Aim of the exercise –
Can you extract every line of the listing below word for word, leaving out the pictures?

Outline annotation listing
^^^^

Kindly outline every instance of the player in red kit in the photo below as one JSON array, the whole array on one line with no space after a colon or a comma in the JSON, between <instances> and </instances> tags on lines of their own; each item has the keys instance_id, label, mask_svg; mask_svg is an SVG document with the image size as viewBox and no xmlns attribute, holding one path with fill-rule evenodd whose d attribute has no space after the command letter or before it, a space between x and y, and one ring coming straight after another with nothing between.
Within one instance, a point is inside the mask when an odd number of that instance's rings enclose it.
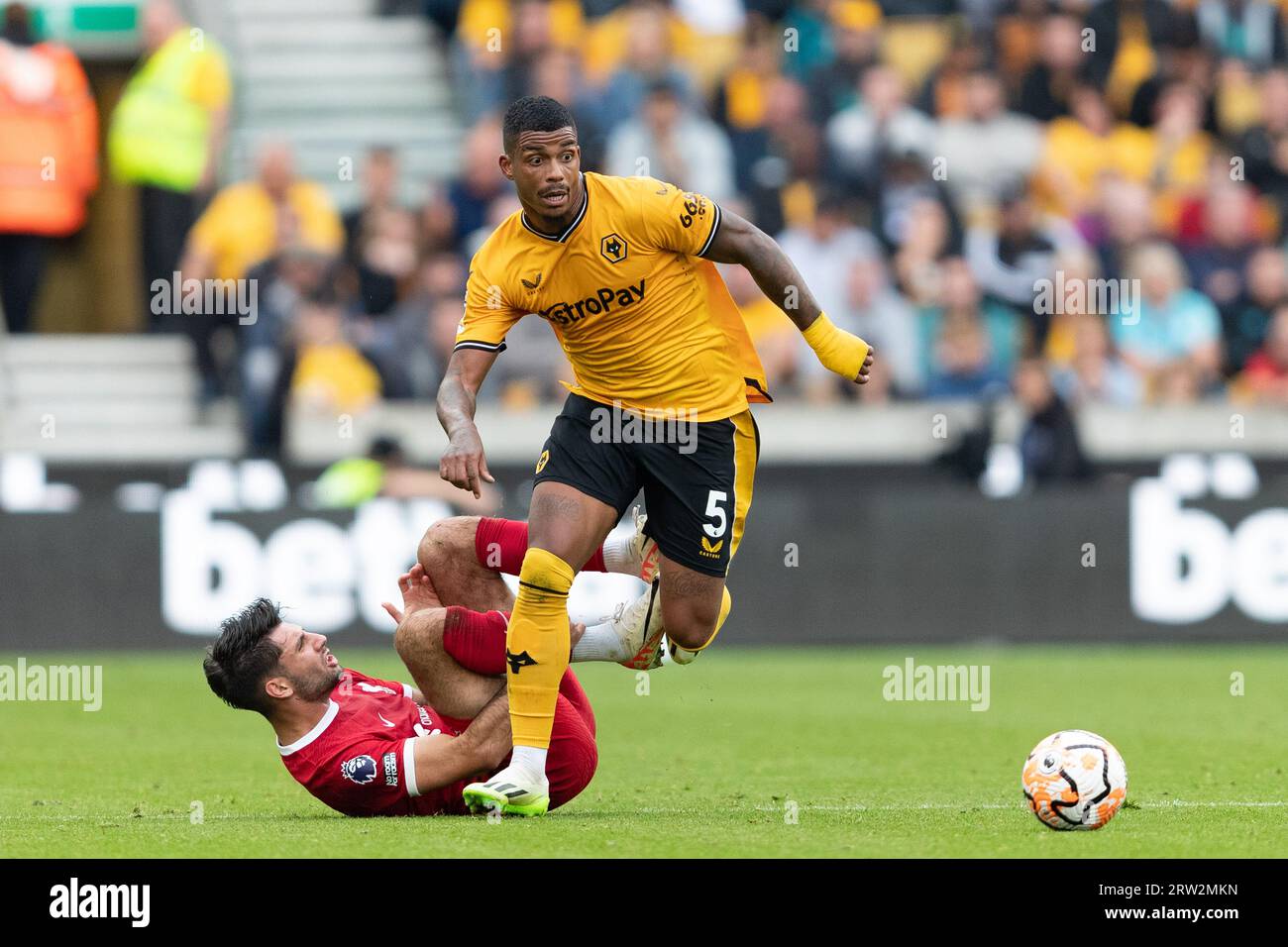
<instances>
[{"instance_id":1,"label":"player in red kit","mask_svg":"<svg viewBox=\"0 0 1288 947\"><path fill-rule=\"evenodd\" d=\"M614 571L647 573L650 550L640 537L609 540L587 568L607 571L607 557ZM343 669L325 635L283 621L267 599L223 622L207 651L207 683L231 706L269 720L287 770L332 809L465 814L464 786L510 752L504 674L515 660L505 649L513 595L500 572L522 562L526 546L526 524L513 521L457 517L430 527L420 562L399 577L403 607L385 603L415 685ZM641 608L618 608L589 638L585 625L571 624L572 660L630 658L656 625ZM551 805L581 792L596 761L594 713L569 670L555 713Z\"/></svg>"}]
</instances>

^^^^

Exercise output –
Kindly outline every instance of the player in red kit in the photo below as one JSON array, the whole array on one line with no space after a colon or a comma in the JSON, between <instances> and </instances> tags on lines of their own; each item has the keys instance_id, label, mask_svg; mask_svg is an SVG document with the image size as viewBox and no xmlns attribute, holding one path with fill-rule evenodd whose d attribute has no space after the command letter or before it, a space between x and y, and one ring coming straight after another with nothing between.
Within one instance, a point is inside the mask when an odd number of that instance's rings enclose it.
<instances>
[{"instance_id":1,"label":"player in red kit","mask_svg":"<svg viewBox=\"0 0 1288 947\"><path fill-rule=\"evenodd\" d=\"M614 571L647 573L650 550L640 537L609 540L587 568L607 571L607 557ZM343 669L325 635L283 621L267 599L223 622L207 651L207 683L231 706L269 720L287 770L332 809L465 814L464 786L510 752L504 674L515 660L505 649L513 595L500 572L522 562L526 546L526 524L513 521L457 517L430 527L420 562L399 577L403 607L385 603L415 685ZM641 608L618 608L589 638L585 625L571 624L572 660L630 658L656 625ZM551 805L581 792L596 761L594 713L569 670L555 713Z\"/></svg>"}]
</instances>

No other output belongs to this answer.